_Text_
=== Begin Enclosure ===

I went to the Pre-Con Session on Index Performance and really enjoyed it. I mean who wouldn't, an entire day analyzing index and statistical internals is just a really good time, right? At least thats what all of us at the session thought! I'll post more about this later.
Day 1:
Keynote
This was not impressive. Sure all the video and shiny was nice but it was all marketing speak. The two interesting bits were:
- The 192 CPU box they demonstrated SQL Server 2008 R2 running on. That is AMAZING hardware (from IBM of course) and SQL Server scaling on it was impressive.
- Hyper-V Migrations. Sure, it was done better and earlier by VMWare years ago but it's still amazing. The demo had them moving a VM from one machine to another while queries were running. No connection drops, at all. This tech is awesome, I can't wait until they are able to get rid of the IO overhead
Introducing Master Data Services
- Tooling on this is very nice and complete. Much better than the Purisma stuff I've seen. It seems to piggy-back on Sharepoint.
- I snagged John McAllister (the program manager at MS) and asked him about our specific issues.
- They haven't tested with a dataset our size before but would love to try it.
- Many to Many relationships are a hack in there too.
Ask the Experts
- I was asking about Entity Attribute Value modeling techniques. Generally it was recommended to go with the XML data type. When I raised scalability concerns with the volume of data we use they agreed it may not work.
- An interesting idea was to have a CLR trigger analyze the data instead of a set of web services.

=== End Enclosure ===

_Instruction 1_
Reproduce the passage of the conference notes that begins at the words "Ask the Experts" and stops after "of web services.".

_Data for the task_
=== Begin Enclosure ===

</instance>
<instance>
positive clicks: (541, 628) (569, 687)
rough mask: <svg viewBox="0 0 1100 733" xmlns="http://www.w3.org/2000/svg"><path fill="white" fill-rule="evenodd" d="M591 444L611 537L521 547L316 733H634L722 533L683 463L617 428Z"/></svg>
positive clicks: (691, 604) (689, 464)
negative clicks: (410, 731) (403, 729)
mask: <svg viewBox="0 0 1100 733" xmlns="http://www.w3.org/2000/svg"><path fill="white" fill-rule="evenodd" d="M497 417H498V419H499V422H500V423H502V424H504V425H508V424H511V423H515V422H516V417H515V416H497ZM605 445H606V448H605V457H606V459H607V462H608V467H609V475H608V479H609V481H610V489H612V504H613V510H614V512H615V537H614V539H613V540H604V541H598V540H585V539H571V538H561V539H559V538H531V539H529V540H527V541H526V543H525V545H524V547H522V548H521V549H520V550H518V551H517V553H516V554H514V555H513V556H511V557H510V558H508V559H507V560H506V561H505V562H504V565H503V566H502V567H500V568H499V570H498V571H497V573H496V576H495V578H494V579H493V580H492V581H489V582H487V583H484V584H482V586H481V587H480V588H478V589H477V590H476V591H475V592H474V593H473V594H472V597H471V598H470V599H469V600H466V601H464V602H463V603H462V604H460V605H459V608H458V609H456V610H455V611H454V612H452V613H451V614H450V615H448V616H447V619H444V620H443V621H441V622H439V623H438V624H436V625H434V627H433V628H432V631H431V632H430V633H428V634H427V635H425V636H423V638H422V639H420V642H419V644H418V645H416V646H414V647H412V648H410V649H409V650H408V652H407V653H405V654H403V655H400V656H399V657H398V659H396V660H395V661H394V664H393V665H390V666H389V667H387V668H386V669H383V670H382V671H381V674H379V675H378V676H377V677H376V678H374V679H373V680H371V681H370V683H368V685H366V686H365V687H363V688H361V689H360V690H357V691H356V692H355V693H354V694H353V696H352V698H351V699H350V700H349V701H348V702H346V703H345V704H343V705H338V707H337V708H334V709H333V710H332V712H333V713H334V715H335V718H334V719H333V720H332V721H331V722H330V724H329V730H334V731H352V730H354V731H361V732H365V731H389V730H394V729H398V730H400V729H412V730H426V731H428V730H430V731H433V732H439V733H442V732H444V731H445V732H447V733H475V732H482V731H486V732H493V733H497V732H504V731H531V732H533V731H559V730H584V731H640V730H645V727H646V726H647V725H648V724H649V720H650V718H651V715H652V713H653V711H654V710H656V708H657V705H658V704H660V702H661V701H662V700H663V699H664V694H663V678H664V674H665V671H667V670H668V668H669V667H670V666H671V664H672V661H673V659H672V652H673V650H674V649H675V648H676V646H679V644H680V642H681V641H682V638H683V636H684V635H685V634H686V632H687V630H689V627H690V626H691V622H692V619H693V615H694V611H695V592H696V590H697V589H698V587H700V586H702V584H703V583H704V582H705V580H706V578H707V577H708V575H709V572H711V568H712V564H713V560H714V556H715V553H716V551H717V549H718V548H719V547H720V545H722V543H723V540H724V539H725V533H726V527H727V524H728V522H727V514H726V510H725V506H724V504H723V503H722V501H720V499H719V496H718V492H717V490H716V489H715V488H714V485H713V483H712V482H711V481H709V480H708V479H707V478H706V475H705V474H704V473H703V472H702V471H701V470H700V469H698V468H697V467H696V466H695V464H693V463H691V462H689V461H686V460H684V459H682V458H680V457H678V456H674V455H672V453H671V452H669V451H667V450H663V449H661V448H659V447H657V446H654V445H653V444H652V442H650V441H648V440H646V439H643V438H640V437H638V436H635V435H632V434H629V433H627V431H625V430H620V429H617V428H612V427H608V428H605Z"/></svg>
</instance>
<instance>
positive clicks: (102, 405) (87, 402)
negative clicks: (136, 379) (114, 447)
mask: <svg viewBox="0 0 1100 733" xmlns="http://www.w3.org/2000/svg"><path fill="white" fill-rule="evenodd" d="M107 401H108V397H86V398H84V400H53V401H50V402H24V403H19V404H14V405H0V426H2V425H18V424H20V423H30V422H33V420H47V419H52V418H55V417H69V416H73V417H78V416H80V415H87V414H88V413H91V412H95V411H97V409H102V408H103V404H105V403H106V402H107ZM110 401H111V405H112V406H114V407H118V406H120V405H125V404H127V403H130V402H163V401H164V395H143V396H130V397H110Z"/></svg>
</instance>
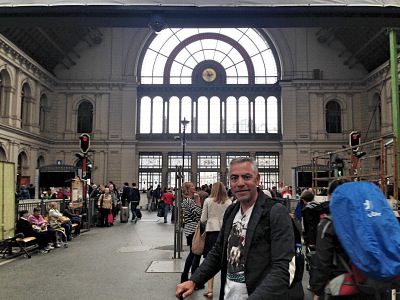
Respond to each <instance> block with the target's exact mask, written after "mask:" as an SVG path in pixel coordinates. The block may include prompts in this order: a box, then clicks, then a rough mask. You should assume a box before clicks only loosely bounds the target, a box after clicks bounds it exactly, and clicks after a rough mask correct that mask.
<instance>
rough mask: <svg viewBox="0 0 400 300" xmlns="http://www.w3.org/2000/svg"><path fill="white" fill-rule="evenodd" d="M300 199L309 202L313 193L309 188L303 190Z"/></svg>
mask: <svg viewBox="0 0 400 300" xmlns="http://www.w3.org/2000/svg"><path fill="white" fill-rule="evenodd" d="M300 199H302V200H304V201H306V202H311V201H313V200H314V193H313V192H312V191H310V190H305V191H303V192H302V193H301V196H300Z"/></svg>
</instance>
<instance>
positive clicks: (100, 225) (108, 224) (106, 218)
mask: <svg viewBox="0 0 400 300" xmlns="http://www.w3.org/2000/svg"><path fill="white" fill-rule="evenodd" d="M110 211H111V209H110V208H100V226H108V225H109V224H108V214H109V213H110Z"/></svg>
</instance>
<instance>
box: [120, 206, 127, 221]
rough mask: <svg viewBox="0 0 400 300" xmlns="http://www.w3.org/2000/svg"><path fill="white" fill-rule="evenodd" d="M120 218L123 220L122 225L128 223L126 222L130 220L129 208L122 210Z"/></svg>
mask: <svg viewBox="0 0 400 300" xmlns="http://www.w3.org/2000/svg"><path fill="white" fill-rule="evenodd" d="M120 218H121V223H126V222H128V219H129V209H128V207H127V206H123V207H122V208H121V214H120Z"/></svg>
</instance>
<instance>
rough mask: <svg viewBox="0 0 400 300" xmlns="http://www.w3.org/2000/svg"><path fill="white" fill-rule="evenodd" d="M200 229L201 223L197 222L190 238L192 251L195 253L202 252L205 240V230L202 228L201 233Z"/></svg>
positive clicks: (198, 253)
mask: <svg viewBox="0 0 400 300" xmlns="http://www.w3.org/2000/svg"><path fill="white" fill-rule="evenodd" d="M201 231H202V230H201V224H200V222H199V223H198V224H197V227H196V231H195V232H194V236H193V240H192V252H193V254H196V255H202V254H203V251H204V244H205V242H206V231H205V230H204V231H203V233H202V232H201Z"/></svg>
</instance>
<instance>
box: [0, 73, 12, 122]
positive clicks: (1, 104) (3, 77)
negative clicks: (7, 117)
mask: <svg viewBox="0 0 400 300" xmlns="http://www.w3.org/2000/svg"><path fill="white" fill-rule="evenodd" d="M10 115H11V77H10V73H9V72H8V70H6V69H2V70H1V71H0V118H6V117H9V116H10Z"/></svg>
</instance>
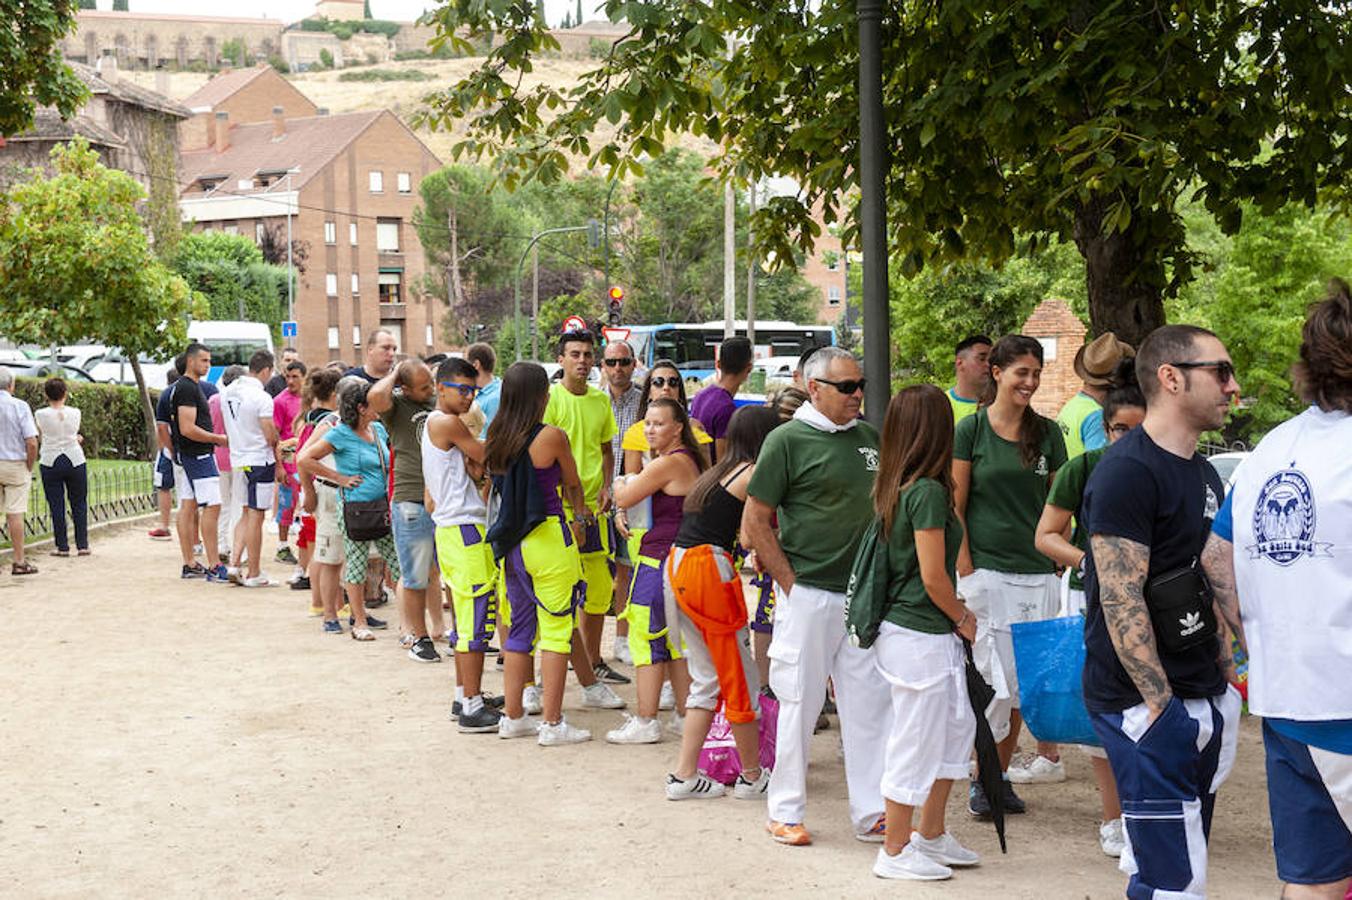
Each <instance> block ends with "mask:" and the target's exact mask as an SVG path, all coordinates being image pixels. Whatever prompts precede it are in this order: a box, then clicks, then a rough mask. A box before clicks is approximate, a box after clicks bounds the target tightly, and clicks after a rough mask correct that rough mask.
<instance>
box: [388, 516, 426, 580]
mask: <svg viewBox="0 0 1352 900" xmlns="http://www.w3.org/2000/svg"><path fill="white" fill-rule="evenodd" d="M389 523H391V526H392V527H393V531H395V553H396V554H399V569H400V572H402V573H403V577H402V578H400V584H403V585H404V586H406V588H408V589H411V591H423V589H426V588H427V574H429V573H430V572H431V569H433V568H434V566H435V565H437V523H435V522H433V520H431V515H430V514H429V512H427V507H425V505H423V504H420V503H410V501H407V500H396V501H395V504H393V505H392V508H391V511H389Z"/></svg>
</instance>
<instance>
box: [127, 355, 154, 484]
mask: <svg viewBox="0 0 1352 900" xmlns="http://www.w3.org/2000/svg"><path fill="white" fill-rule="evenodd" d="M123 353H126V351H123ZM127 361H128V362H130V364H131V374H134V376H135V377H137V393H138V395H141V412H142V415H145V418H146V458H147V459H154V458H155V450H158V449H160V438H158V435H157V434H155V408H154V405H151V403H150V391H149V389H147V388H146V376H145V374H142V372H141V359H138V358H137V354H134V353H128V354H127Z"/></svg>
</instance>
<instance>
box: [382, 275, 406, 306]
mask: <svg viewBox="0 0 1352 900" xmlns="http://www.w3.org/2000/svg"><path fill="white" fill-rule="evenodd" d="M403 280H404V276H403V273H402V272H381V273H380V276H379V277H377V280H376V281H377V285H379V288H380V301H381V303H403V301H404V292H403Z"/></svg>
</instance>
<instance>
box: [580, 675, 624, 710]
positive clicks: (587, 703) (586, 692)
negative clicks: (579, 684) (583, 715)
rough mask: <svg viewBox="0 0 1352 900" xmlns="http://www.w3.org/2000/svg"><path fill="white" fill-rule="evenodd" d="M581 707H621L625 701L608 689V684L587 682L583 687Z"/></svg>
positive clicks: (609, 686) (597, 708)
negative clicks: (592, 683)
mask: <svg viewBox="0 0 1352 900" xmlns="http://www.w3.org/2000/svg"><path fill="white" fill-rule="evenodd" d="M583 707H587V708H589V709H623V708H625V701H623V700H621V699H619V695H618V693H615V692H614V691H611V689H610V685H608V684H602V682H600V681H598V682H596V684H589V685H587V686H585V688H583Z"/></svg>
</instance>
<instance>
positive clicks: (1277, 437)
mask: <svg viewBox="0 0 1352 900" xmlns="http://www.w3.org/2000/svg"><path fill="white" fill-rule="evenodd" d="M1229 505H1230V509H1232V516H1233V538H1234V539H1233V545H1234V577H1236V588H1237V589H1238V595H1240V609H1241V612H1242V618H1244V632H1245V636H1247V638H1248V649H1249V708H1251V709H1252V711H1253V714H1255V715H1260V716H1271V718H1283V719H1299V720H1306V722H1322V720H1332V719H1352V416H1349V415H1347V414H1343V412H1324V411H1322V409H1318V408H1315V407H1311V408H1310V409H1306V411H1305V412H1302V414H1301V415H1298V416H1297V418H1294V419H1291V420H1290V422H1286V423H1283V424H1280V426H1278V427H1276V428H1274V430H1272V431H1271V432H1268V435H1267V436H1265V438H1263V441H1261V442H1259V446H1257V447H1255V450H1253V453H1252V454H1251V455H1249V457H1248V458H1247V459H1245V461H1244V462H1242V464H1241V465H1240V468H1238V472H1237V473H1236V478H1234V488H1233V492H1232V496H1230V497H1229Z"/></svg>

=== End Enclosure ===

_Instruction 2_
Rewrite the records from their start through the line containing "positive clicks: (691, 604) (689, 464)" with "rough mask" changed to "coarse mask" and everything else unchanged. Return only those lines.

_Response box 1_
Ask the Experts
- I was asking about Entity Attribute Value modeling techniques. Generally it was recommended to go with the XML data type. When I raised scalability concerns with the volume of data we use they agreed it may not work.
- An interesting idea was to have a CLR trigger analyze the data instead of a set of web services.

_Response box 2_
</instance>
<instance>
positive clicks: (541, 628) (569, 687)
coarse mask: <svg viewBox="0 0 1100 733" xmlns="http://www.w3.org/2000/svg"><path fill="white" fill-rule="evenodd" d="M591 444L611 537L521 547L316 733H634L722 533L683 463L617 428Z"/></svg>
positive clicks: (691, 604) (689, 464)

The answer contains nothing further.